Problem 1:
Answer these questions about the Four Roses bottle thread.
(a) What year does CanadianBottles give for the start of prohibition?
(b) According to Digswithstick, what works better than sand?
(c) According to sunrunner, what was the stopper made to prevent?

# Paul Jones and Co Four Roses bottle



## Bufflehead (Jan 7, 2020)

Dug this. Has ceramic (?) embossed pour top with foil still intact.  Any ideas about date? Ideas about how to clean inside without taking top off?


----------



## CanadianBottles (Jan 7, 2020)

I can't make out the date on there, but it dates between that year and the start of prohibition in 1920.  I have no clue how to clean the inside of it without taking that top off though, unfortunately.


----------



## embe (Jan 7, 2020)

Does the inside need cleaning?  That top might have kept it from from getting dirtier, it's in much better shape than some of the bottles I've come across


----------



## Digswithstick (Jan 8, 2020)

Sand and barkeeper's friend soap and bit of water ,pour in hole with funnel , cover hole with thumb , shake vigourusly. Copper bits instead of sand works better


----------



## slugplate (Jan 8, 2020)

That top looks like it can be a pour spout. But, does the inside really need to be cleaned? I'd hold off if it's not too bad.


----------



## Bufflehead (Jan 8, 2020)

As always very helpful. Here’s a zoomed pic. Inside not bad just a few patches. won’t  mess with it anymore.


----------



## sunrunner (Jan 24, 2020)

the stopper was made so the bottle cud not be refilled . the inside mechanism is missing ,so you can put water in now . I would not try to remove the porcelain stopper.


----------

Problem 2: Rescale the bounding-box records by writing out every line again, requests included, and multiplying each bounding-box coordinate by 1.85, rounded to a whole number with halves going up. Begin with the first line of the records and continue through the line containing "[1107,381,1119,451]", and give only those lines.

[Bounding-box records]
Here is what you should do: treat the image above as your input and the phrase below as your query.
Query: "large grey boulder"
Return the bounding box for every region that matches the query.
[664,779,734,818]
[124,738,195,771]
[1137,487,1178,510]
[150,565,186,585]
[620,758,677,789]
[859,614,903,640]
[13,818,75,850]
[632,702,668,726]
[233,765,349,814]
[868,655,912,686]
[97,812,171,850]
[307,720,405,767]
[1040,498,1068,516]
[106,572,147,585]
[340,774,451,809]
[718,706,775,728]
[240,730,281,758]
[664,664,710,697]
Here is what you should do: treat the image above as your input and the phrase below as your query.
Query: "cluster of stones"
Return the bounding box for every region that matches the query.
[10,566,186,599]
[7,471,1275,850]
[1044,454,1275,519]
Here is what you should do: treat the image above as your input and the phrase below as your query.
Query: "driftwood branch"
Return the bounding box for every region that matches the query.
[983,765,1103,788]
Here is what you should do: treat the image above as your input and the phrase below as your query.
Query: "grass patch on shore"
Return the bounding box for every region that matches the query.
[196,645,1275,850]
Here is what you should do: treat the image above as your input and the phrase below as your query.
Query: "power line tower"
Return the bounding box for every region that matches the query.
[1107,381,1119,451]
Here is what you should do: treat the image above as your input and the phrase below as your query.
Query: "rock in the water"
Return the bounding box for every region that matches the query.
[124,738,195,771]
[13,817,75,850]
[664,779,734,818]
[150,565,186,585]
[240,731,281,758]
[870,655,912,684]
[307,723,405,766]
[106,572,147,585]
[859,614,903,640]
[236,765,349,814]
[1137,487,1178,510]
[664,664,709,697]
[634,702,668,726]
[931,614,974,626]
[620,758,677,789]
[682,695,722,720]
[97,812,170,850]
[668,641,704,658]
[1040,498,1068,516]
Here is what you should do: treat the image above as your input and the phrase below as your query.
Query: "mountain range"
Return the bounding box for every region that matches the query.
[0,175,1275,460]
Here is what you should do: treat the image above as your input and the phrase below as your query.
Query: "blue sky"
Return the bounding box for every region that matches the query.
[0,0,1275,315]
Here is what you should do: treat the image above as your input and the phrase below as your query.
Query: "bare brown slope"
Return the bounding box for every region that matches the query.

Correct output 1:
(a) 1920
(b) Copper bits
(c) The bottle being refilled

Correct output 2:
Here is what you should do: treat the image above as your input and the phrase below as your query.
Query: "large grey boulder"
Return the bounding box for every region that matches the query.
[1228,1441,1358,1513]
[229,1365,361,1426]
[2103,901,2179,944]
[278,1045,344,1082]
[1147,1402,1252,1460]
[1589,1136,1671,1184]
[24,1513,139,1573]
[1169,1299,1236,1343]
[431,1415,646,1506]
[1606,1212,1687,1269]
[179,1502,316,1573]
[568,1332,749,1419]
[1924,921,1976,955]
[196,1058,272,1082]
[629,1432,834,1497]
[1328,1306,1434,1347]
[444,1351,520,1402]
[1228,1228,1314,1289]
Here is what you should do: treat the image above as your input and the phrase below as your query.
Query: "cluster of stones"
Return the bounding box for every region that matches the query.
[19,1047,344,1108]
[13,871,2359,1573]
[1931,840,2359,960]
Here is what you should do: treat the image above as your input and the phrase below as your query.
Query: "driftwood branch"
Return the bounding box for every region that matches the query.
[1819,1415,2041,1458]
Here is what you should do: treat the image above as your input and the phrase below as your query.
Query: "grass patch on shore"
Return the bounding box for every region that matches the query.
[363,1193,2359,1573]
Here is what you should do: treat the image above as your input and the phrase below as your query.
Query: "power line tower"
Return the bounding box for every region that matches the query.
[2048,705,2070,834]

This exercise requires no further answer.